Task brief
Write out every entry, unchanged. Skip any picture.

╭─ Material provided

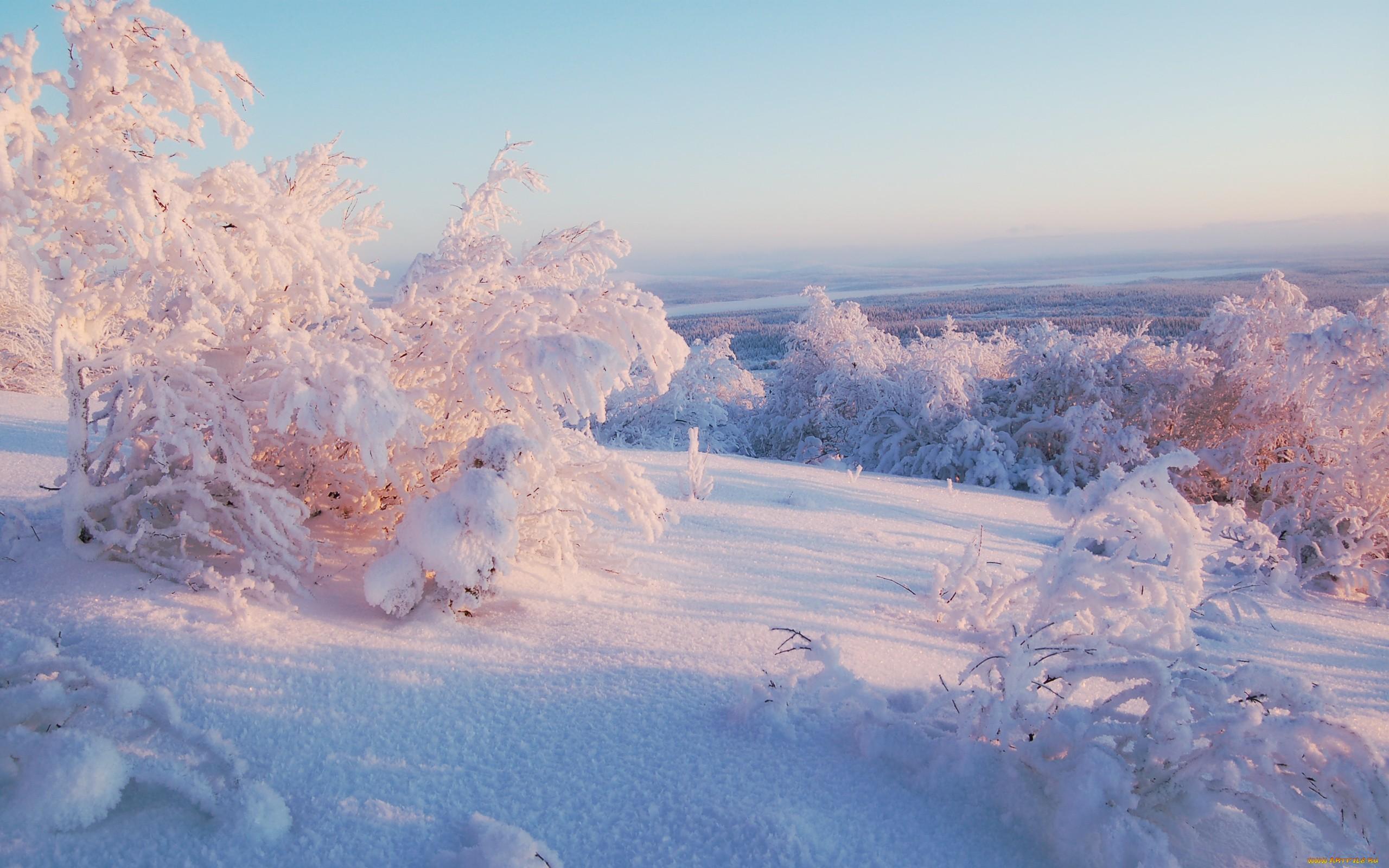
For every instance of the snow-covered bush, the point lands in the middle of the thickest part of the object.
(509, 355)
(698, 487)
(1302, 430)
(1045, 410)
(832, 374)
(1095, 716)
(71, 739)
(242, 390)
(712, 392)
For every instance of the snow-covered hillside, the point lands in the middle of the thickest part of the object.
(611, 714)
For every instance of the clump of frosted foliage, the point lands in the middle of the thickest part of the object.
(73, 739)
(226, 375)
(1095, 717)
(213, 342)
(510, 353)
(1042, 410)
(1299, 427)
(492, 844)
(26, 331)
(712, 392)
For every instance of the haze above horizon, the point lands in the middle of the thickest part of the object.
(781, 134)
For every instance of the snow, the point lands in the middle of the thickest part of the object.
(794, 301)
(596, 713)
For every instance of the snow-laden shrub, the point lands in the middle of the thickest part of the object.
(698, 485)
(1308, 432)
(1252, 553)
(492, 844)
(509, 355)
(244, 388)
(1043, 410)
(73, 738)
(831, 375)
(1097, 717)
(712, 392)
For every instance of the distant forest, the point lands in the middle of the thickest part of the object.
(1173, 309)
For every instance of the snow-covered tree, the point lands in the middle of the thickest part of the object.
(712, 392)
(26, 333)
(509, 355)
(1298, 425)
(1099, 721)
(1045, 410)
(242, 384)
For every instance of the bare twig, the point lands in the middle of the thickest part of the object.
(898, 584)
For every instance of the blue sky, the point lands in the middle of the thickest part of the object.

╰─

Completed exercise
For every instance of the snow-covered bush, the point lands in the middle of the thickest part of the object.
(509, 355)
(698, 487)
(1302, 430)
(1045, 410)
(832, 374)
(1095, 716)
(71, 739)
(242, 390)
(712, 392)
For every instance of the snow-covered hillside, the point lands in the middle of the thickest part of the object.
(611, 714)
For every instance of the clump of frosted foliage, the point lands in the middle of the thickest part of the object.
(73, 739)
(226, 375)
(1095, 717)
(213, 342)
(510, 353)
(1042, 410)
(1299, 427)
(492, 844)
(26, 331)
(712, 392)
For every instance of the haze above horizon, the point lands in the middle of the thickest part of the object.
(781, 134)
For every instance of the snow, the point lands in the middle of the thickest part of the object.
(794, 301)
(596, 713)
For every instance of the snow-laden shrub, the point lands in the middle of the thickest part of the object.
(698, 485)
(1308, 432)
(1252, 553)
(492, 844)
(509, 355)
(244, 388)
(1043, 410)
(73, 738)
(831, 375)
(1097, 717)
(712, 392)
For every instance of the distant forest, the point lands in the middle of the thickest part of the object.
(1173, 309)
For every instance of the snow-covered tree, the point lands in the middle of the thickest part of the object.
(712, 392)
(26, 333)
(509, 355)
(1298, 425)
(1099, 721)
(1045, 410)
(242, 384)
For every instance of the bare twig, the point lands in the middle of the thickest part of the object.
(898, 584)
For every instance of the blue sky, the point lands in the middle of the thickest part of the object.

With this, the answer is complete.